The ongoing presence of COVID-19 has raised some concerns about the safety of joint replacement surgery relative to the risk of COVID exposure and transmission. Because the sickest COVID patients are admitted to the hospital for care, hospitals necessarily become receptacles for disease. While some epidemiological data would suggest that the number of hospitalizations and deaths from COVID has past its peak, other information suggests that the virus is still present, and its transmission is still a public health risk. The reopening of the economy, which was originally intended to follow guidelines based on declining COVID cases, seems to be proceeding despite some evidence that we continue on a relative plateau of new cases that has not equated to the “flattening of the curve” that was originally forcast. This would suggest that our threshold for resuming “business as usual” is not directly linked to scientific guidelines rather to the public’s desire to move forward from the lockdown.
Within this uncertainty, elective joint replacement has resumed over the past month, and we have seen a gradual lifting of criteria for who is safe to undergo surgery. This phasing back in of surgery has been based on progressive experience that with proper precautions and screening, there does not appear to be an increased risk of COVID contraction by undergoing surgery. Concomitant with this resumption of care is also a greater interest in the transition of cases to the outpatient environment to avoid an inpatient hospital stay. As Medicare has now approved total knee replacements to be performed in ambulatory surgery centers, we are likely to see a shift in these cases to these outpatient centers for patients who are eligible for outpatient care.
Outpatient joint replacement has proven safe and effective in multiple studies provided that patients meet criteria to go home the same day. These include relative good health, relative independence with mobility, a safe living environment and a caregiver that can be present for the first several days. Outpatient joint replacement also requires experience by the care team performing the surgery to include adequate pain management pathways, robust patient education, access to the care team and skilled surgery.
Our practice has been performing outpatient joint replacement for over 4 years, and we have successfully now done over 1500 same-day hip, knee and shoulder replacements. This collective experience is foremost in the region. Our AVATAR rapid recovery, customized care program enables safe outpatient joint replacement with a low complications rate, a high level of patient satisfaction and a commitment to outcomes by our care team. As this pandemic continues to reshape the way care is delivered, our expertise provides a foundation by which we can safely return to surgery, limiting the risk of exposure to sick patients. We believe in the merits of outpatient joint replacement surgery, and our patients are a testimonial to the benefits of this approach.

Items from a data source

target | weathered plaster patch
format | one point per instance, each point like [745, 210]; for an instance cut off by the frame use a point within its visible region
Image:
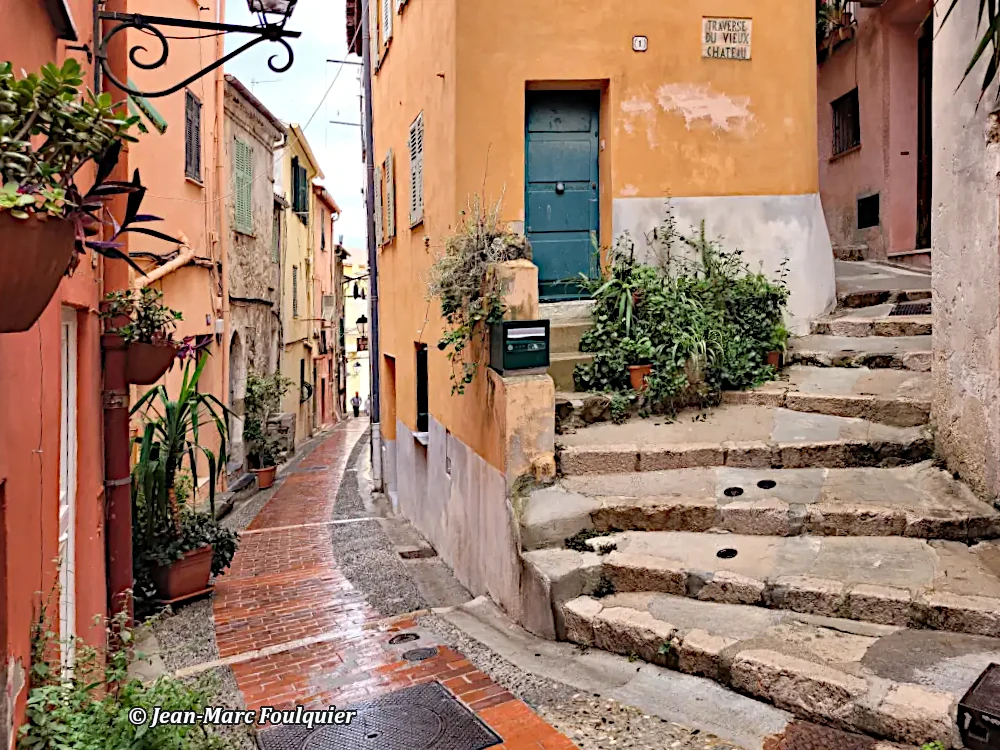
[700, 102]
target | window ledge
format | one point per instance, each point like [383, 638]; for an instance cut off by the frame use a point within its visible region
[842, 154]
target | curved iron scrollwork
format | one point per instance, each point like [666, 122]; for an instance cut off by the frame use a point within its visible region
[140, 55]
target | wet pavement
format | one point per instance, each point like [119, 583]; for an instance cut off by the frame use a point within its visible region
[295, 631]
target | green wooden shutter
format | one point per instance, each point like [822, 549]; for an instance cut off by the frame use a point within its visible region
[390, 198]
[243, 186]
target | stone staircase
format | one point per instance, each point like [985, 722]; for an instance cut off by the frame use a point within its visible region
[796, 544]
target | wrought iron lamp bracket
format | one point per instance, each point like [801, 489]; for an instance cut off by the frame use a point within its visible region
[151, 25]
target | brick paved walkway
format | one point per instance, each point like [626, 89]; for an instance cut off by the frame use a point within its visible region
[284, 587]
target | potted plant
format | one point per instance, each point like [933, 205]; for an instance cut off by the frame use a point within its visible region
[176, 546]
[48, 132]
[149, 332]
[779, 342]
[262, 401]
[639, 356]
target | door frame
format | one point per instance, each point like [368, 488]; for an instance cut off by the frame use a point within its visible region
[68, 446]
[574, 291]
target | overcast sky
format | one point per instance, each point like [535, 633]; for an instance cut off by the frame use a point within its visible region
[294, 95]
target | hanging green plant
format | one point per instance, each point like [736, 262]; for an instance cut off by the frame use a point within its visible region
[470, 296]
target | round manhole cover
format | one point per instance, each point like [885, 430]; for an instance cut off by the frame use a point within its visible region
[403, 638]
[420, 654]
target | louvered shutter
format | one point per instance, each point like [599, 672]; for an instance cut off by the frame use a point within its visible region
[390, 198]
[417, 170]
[378, 207]
[386, 21]
[243, 186]
[192, 136]
[373, 11]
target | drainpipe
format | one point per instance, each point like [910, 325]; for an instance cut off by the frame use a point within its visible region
[115, 392]
[373, 354]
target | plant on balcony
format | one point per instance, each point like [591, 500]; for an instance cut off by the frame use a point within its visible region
[470, 296]
[263, 401]
[91, 706]
[49, 131]
[177, 546]
[697, 319]
[149, 332]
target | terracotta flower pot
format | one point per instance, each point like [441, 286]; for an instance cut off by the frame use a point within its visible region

■ YOUR GOAL ■
List the criteria the joint replacement passage gives that patients must meet to go home the same day.

■ SOLUTION FOR THIS PROBLEM ■
- Relative good health
- Relative independence with mobility
- A safe living environment
- A caregiver that can be present for the first several days